Objective
Count the lines in the records below that contain the string "paddle", and give only the number.

(Collected data)
<<<<
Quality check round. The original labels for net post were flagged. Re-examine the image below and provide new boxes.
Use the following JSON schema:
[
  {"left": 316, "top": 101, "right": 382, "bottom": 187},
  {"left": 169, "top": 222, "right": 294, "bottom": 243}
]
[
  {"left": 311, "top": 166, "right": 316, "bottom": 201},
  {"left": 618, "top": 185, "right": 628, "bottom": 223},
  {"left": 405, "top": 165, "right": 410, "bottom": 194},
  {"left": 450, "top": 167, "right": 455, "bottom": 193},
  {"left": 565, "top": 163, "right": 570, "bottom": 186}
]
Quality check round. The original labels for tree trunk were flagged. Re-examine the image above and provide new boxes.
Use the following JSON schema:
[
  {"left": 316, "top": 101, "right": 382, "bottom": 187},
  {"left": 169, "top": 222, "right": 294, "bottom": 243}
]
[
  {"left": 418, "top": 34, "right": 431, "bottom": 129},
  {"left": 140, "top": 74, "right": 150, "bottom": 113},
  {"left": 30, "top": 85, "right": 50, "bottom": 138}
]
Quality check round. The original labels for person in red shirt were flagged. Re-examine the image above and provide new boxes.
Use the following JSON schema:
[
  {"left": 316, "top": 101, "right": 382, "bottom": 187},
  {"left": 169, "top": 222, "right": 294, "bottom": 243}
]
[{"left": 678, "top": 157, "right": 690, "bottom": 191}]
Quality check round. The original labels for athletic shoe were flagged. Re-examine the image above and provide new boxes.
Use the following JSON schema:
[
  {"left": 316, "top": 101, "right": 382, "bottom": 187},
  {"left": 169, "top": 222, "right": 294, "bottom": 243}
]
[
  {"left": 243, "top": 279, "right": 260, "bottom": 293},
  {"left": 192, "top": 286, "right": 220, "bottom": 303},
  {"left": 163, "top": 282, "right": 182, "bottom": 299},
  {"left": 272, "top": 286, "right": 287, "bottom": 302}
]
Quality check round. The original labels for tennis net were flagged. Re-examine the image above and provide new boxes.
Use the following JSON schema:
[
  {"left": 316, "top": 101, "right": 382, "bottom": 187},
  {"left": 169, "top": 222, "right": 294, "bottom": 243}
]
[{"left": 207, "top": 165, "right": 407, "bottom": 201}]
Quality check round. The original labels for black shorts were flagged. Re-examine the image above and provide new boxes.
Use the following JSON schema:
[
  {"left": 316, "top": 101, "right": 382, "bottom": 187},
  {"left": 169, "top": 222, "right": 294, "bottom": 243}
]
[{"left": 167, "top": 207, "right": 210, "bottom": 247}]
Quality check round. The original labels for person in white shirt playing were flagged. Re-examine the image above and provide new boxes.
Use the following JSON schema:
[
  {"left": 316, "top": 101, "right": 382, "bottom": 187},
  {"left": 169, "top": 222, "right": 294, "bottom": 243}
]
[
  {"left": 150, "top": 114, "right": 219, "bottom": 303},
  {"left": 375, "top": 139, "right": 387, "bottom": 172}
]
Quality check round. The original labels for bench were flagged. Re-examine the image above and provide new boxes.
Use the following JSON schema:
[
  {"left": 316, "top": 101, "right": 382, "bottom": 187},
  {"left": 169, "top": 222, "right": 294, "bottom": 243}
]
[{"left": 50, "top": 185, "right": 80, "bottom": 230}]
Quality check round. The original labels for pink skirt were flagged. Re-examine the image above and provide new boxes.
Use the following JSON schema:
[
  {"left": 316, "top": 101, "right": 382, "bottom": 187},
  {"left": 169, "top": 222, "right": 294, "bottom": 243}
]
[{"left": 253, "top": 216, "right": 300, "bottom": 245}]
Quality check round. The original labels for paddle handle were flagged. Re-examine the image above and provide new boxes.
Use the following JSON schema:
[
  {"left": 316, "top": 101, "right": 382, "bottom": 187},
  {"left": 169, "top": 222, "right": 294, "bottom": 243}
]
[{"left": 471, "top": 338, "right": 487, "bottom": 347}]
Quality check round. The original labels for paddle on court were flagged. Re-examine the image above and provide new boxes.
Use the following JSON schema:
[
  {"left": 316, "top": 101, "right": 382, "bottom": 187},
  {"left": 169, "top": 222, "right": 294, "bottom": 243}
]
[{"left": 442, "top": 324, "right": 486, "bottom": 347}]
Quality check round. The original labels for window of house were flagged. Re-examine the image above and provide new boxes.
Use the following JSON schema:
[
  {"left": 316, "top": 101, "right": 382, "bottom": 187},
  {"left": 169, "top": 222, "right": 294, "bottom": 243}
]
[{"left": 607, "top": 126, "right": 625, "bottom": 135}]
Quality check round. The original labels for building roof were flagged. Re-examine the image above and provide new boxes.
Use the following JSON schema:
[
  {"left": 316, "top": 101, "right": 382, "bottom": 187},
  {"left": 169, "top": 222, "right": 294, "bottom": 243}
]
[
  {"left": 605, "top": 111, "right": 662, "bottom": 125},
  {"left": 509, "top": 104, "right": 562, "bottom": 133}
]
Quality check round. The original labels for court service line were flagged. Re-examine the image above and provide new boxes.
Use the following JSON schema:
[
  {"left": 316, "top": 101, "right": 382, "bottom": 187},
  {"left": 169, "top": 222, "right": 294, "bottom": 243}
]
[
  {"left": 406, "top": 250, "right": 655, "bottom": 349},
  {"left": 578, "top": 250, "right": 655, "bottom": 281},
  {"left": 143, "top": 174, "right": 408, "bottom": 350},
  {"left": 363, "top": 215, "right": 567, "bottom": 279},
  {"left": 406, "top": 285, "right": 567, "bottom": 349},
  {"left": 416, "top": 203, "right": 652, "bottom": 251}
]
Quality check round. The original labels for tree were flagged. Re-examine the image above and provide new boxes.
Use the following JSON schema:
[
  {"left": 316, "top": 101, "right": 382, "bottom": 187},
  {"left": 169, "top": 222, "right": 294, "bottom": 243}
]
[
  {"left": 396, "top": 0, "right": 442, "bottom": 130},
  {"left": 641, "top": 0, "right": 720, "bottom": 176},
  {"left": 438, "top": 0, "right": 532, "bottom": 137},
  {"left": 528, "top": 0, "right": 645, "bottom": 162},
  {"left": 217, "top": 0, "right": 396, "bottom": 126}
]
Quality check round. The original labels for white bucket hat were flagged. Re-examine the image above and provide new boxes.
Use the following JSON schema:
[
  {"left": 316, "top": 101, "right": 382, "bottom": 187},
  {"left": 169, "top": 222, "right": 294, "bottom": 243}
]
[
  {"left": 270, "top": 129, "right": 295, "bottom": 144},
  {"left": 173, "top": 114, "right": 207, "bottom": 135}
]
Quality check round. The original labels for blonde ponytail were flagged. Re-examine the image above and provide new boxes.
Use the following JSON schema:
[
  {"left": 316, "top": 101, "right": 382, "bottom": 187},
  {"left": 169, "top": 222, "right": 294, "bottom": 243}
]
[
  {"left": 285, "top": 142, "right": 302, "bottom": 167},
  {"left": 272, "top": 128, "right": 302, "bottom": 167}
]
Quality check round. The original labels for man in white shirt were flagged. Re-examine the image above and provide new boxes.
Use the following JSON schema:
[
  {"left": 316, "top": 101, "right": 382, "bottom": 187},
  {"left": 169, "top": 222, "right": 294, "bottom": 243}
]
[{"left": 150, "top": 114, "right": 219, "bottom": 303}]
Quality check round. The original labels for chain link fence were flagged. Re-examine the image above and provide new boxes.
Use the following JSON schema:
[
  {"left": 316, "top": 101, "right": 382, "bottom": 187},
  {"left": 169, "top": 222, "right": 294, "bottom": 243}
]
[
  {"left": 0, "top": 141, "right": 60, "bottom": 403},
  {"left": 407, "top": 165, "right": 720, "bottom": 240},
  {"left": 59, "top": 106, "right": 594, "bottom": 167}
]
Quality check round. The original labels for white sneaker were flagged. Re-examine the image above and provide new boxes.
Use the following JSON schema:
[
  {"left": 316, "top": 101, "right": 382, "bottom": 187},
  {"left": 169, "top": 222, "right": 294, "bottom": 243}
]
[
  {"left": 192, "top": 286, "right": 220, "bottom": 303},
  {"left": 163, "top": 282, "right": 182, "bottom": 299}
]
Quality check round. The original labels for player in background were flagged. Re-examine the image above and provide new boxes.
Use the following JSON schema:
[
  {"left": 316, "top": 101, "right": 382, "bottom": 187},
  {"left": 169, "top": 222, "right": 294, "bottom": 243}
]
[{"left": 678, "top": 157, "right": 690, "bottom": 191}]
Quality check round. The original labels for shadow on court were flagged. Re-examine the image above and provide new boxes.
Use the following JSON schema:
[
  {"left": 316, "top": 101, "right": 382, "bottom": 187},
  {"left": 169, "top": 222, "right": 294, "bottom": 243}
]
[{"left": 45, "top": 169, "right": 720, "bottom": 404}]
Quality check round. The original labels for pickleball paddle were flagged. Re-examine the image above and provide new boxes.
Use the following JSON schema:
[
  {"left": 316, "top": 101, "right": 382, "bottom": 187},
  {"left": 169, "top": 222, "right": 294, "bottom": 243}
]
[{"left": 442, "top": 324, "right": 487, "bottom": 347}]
>>>>
Exercise result
3